WHAT THIS TASK INVOLVES:
Word for word, repeat the entries, minus the pictures.

____ DATA PROVIDED

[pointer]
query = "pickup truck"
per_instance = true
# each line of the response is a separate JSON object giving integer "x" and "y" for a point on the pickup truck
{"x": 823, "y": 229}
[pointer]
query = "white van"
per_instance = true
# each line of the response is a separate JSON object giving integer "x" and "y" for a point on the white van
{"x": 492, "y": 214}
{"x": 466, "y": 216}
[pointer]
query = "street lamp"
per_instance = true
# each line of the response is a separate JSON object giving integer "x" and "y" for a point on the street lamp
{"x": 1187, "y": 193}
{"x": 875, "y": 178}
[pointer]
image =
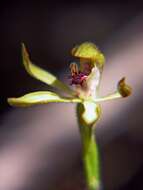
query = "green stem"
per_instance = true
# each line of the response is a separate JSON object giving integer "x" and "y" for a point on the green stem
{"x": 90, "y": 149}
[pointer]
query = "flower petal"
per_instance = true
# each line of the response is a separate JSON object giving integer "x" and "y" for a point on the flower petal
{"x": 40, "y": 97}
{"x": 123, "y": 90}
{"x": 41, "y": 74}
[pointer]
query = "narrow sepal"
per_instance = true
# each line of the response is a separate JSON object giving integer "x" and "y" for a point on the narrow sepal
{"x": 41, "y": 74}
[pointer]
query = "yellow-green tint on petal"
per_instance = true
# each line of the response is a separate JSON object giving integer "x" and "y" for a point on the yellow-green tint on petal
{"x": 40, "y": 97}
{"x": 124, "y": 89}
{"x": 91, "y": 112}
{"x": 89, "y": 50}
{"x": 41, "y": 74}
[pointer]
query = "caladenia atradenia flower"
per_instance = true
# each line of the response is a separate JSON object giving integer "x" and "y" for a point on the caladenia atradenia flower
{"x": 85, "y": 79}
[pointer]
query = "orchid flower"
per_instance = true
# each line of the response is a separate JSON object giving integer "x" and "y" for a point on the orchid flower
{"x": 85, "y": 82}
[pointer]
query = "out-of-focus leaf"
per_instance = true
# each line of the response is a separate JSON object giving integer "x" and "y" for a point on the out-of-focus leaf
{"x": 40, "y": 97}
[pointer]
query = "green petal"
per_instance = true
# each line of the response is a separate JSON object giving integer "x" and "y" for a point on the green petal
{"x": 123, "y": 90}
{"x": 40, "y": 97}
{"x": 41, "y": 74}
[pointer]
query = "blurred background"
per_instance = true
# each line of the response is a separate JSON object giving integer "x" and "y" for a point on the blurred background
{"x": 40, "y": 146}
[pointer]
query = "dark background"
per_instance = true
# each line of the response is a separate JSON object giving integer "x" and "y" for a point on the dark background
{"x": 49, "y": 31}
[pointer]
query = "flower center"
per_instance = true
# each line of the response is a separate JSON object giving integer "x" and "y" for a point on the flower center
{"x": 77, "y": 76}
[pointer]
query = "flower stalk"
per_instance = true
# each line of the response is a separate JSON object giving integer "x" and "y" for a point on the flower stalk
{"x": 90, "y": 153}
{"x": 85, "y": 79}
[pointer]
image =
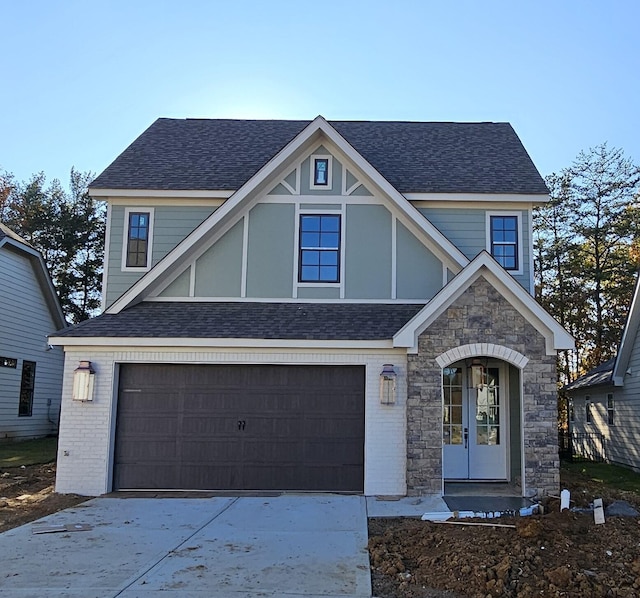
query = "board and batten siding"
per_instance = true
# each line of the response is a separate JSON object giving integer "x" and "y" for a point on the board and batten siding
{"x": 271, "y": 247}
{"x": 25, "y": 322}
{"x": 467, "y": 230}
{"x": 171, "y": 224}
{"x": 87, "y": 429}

________

EXERCISE OUTPUT:
[pointer]
query = "pickup truck"
per_instance = true
# each line of the response is a separate JSON object giving integer "x" and "y" for a point on the pickup truck
{"x": 823, "y": 229}
[pointer]
query = "white van"
per_instance = true
# each line of the response is a separate JSON object giving integer "x" and "y" for a point on the white van
{"x": 492, "y": 214}
{"x": 466, "y": 216}
[pointer]
query = "street lamp"
per_instance = true
# each line of the response is a separate JSON object giving integer "x" and "y" for a point on the street lamp
{"x": 1187, "y": 193}
{"x": 875, "y": 178}
[pointer]
image =
query = "green stem"
per_instance = true
# each line of the response is a separate JSON object giving integer "x" and "y" for a point on the green stem
{"x": 90, "y": 149}
[pointer]
query = "flower petal"
per_instance = true
# each line of the response is a separate JSON object giving integer "x" and "y" for a point on the flower petal
{"x": 40, "y": 97}
{"x": 123, "y": 90}
{"x": 41, "y": 74}
[pointer]
query = "narrow sepal"
per_instance = true
# each line of the response is a separate JSON object giving integer "x" and "y" for a point on the narrow sepal
{"x": 41, "y": 74}
[pointer]
query = "yellow-green tint on petal"
per_instance = true
# each line of the response is a separate JSON object giving integer "x" and "y" for a point on the yellow-green tint on petal
{"x": 40, "y": 97}
{"x": 124, "y": 89}
{"x": 91, "y": 112}
{"x": 89, "y": 50}
{"x": 41, "y": 74}
[pointer]
query = "caladenia atradenia flower"
per_instance = true
# each line of the response is a separate JSON object giving integer "x" and "y" for a point on the caladenia atradenia flower
{"x": 85, "y": 79}
[pointer]
query = "orchid flower"
per_instance = true
# each line of the response is a separate JSON object giving integer "x" and "y" for a point on the orchid flower
{"x": 85, "y": 82}
[pointer]
query = "out-of-focus leaf"
per_instance = true
# each line of the response is a separate JSON object giving integer "x" and "y" for a point on the out-of-focus leaf
{"x": 40, "y": 97}
[pointer]
query = "green petal"
per_instance = true
# each line of the response is a separate JSON object giving integer "x" and "y" for a point on the green petal
{"x": 123, "y": 90}
{"x": 40, "y": 97}
{"x": 41, "y": 74}
[pointer]
query = "blurred background"
per_instance = true
# each line of the response is a separate JSON object giving integer "x" and "y" for a point on the blurred background
{"x": 40, "y": 146}
[pointer]
query = "dark background"
per_instance = true
# each line of the response is a separate JSON object giving integer "x" and "y" for a point on the dark background
{"x": 49, "y": 31}
[pointer]
query = "flower center"
per_instance = true
# each line of the response is a separate JSON object giving integer "x" and "y" for a point on the flower center
{"x": 77, "y": 76}
[pointer]
query = "flower stalk"
per_instance = true
# each line of the response is a separate JSON object giving integer "x" and "y" for a point on the flower stalk
{"x": 90, "y": 153}
{"x": 85, "y": 79}
[pointer]
image =
query = "board and batten siding"
per_instance = true
# each line of the response is a separate JSON object giving integer "x" and "y" for a point on the board and batten siding
{"x": 271, "y": 247}
{"x": 25, "y": 322}
{"x": 467, "y": 230}
{"x": 171, "y": 224}
{"x": 87, "y": 429}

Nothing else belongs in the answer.